#### Texto de estudo:
+++

Segundo as informações dadas pelas enfermeiras que me acompanham esta primeira fase da quimioterapia com EC seria a mais “dura” no que diz respeito a efeitos secundários (mais desenvolvimentos no próximo capítulo). Cada sessão teve um intervalo de 3 semanas entre ciclos de modo a que o corpo conseguisse recuperar do impacto e aguentasse mais uma dose.


Ainda perguntei se não havia dos saquinho que diziam "Gin Tónico" mas não me deram escolha...

Após a primeira sessão saí de lá como se nada fosse. Fiz a medicação para as náuseas toda certinha como me foi indicado (mesmo não tendo náuseas). No dia seguinte continuava fresca que nem uma alface! “Boa, vou levar isto com uma perna às costas!”, pensei eu. Ingenuidade de iniciante, claro!

Ao terceiro dia começaram a aparecer as náuseas que foram piorando com o passar dos dias. Desapareceu a vontade de comer, e até o cheiro das comida me deixava mal disposta. “Se for só isto cá me aguento!”. Ingenuidade!

Ao fim de uma semana começou a queda de cabelo, aquele que para mim foi o efeito secundário com menor impacto (mas isso também ficará para um texto totalmente dedicado à temática capilar). As unhas começaram também a mostrar sinais ficando mais escuras (embora em mim este efeito não tenha sido muito marcado)

E passado duas semanas é que a coisa começou a “doer”. Cansaço generalizado, dores no corpo semelhantes às que temos quando temos um daqueles febrões (mas felizmente sem nunca ter febre que seria indicação de alguma infecção oportunista) e continuação das náuseas agora já acompanhadas de vómitos. Para ajudar veio a obstipação daquelas mesmo à séria!

+++

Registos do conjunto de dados

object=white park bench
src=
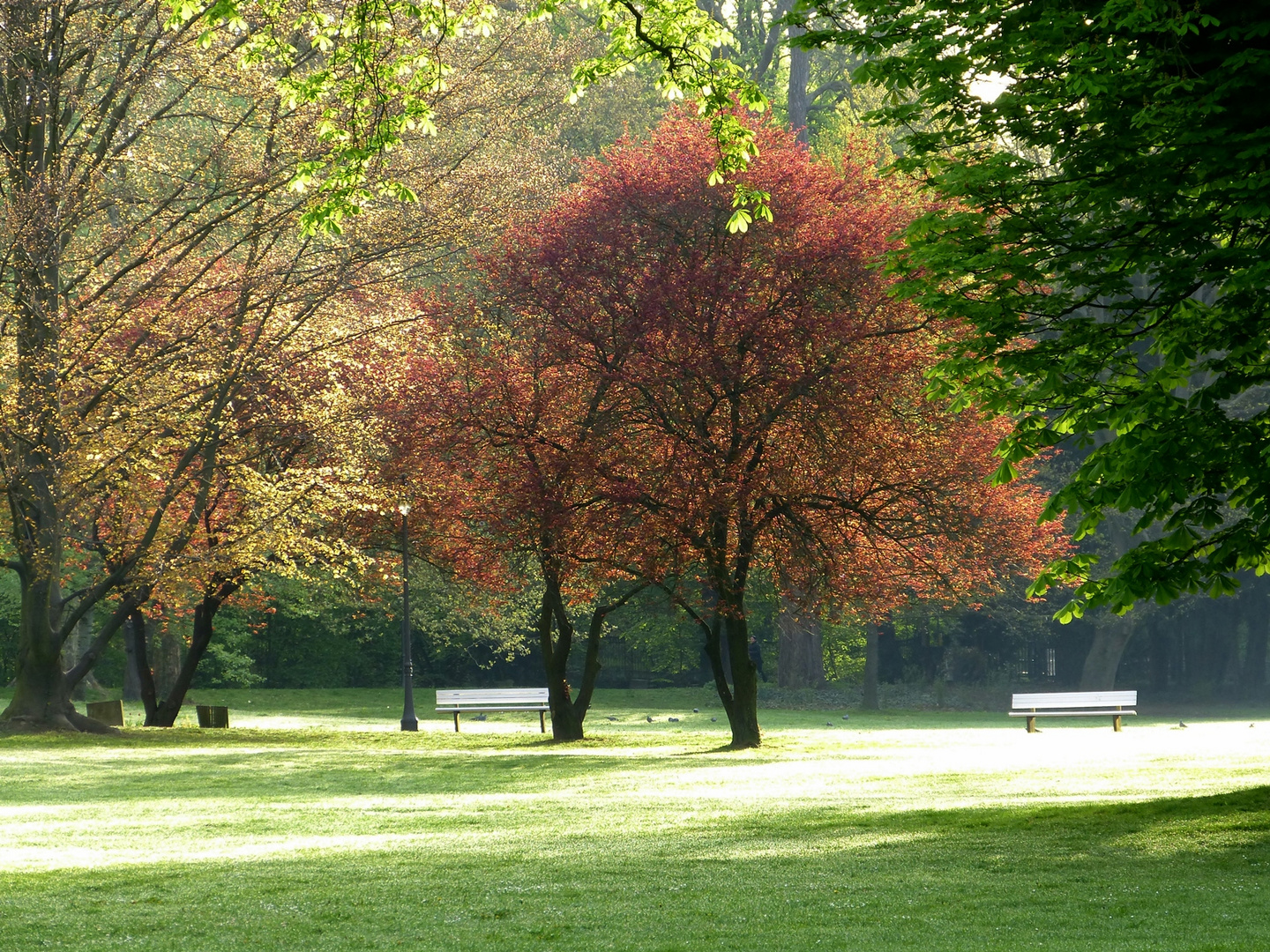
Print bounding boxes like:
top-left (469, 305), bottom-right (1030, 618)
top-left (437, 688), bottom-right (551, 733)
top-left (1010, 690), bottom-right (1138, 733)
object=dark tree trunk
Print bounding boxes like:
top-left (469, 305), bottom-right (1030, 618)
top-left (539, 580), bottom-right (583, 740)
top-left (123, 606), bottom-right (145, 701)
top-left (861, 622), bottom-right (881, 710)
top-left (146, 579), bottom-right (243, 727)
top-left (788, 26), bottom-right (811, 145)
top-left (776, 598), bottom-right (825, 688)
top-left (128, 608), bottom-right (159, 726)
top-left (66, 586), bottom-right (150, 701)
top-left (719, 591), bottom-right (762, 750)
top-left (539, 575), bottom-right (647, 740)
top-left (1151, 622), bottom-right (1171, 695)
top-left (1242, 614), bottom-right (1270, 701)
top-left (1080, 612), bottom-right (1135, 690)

+++

#### Complete o seguinte:
1. Transcreva do texto sobre a quimioterapia o trecho que começa em "Segundo as informações" e continua até "me deram escolha...".
2. Responda com base no texto sobre a quimioterapia:
(a) Que intervalo havia entre os ciclos de cada sessão?
(b) Em que dia começaram a aparecer as náuseas?
(c) Ao fim de quanto tempo começou a queda de cabelo?
Os registos não servem para nada neste exercício.

#### Respostas:
1.
Segundo as informações dadas pelas enfermeiras que me acompanham esta primeira fase da quimioterapia com EC seria a mais “dura” no que diz respeito a efeitos secundários (mais desenvolvimentos no próximo capítulo). Cada sessão teve um intervalo de 3 semanas entre ciclos de modo a que o corpo conseguisse recuperar do impacto e aguentasse mais uma dose.


Ainda perguntei se não havia dos saquinho que diziam "Gin Tónico" mas não me deram escolha...

2.
(a) Um intervalo de 3 semanas.
(b) Ao terceiro dia.
(c) Ao fim de uma semana.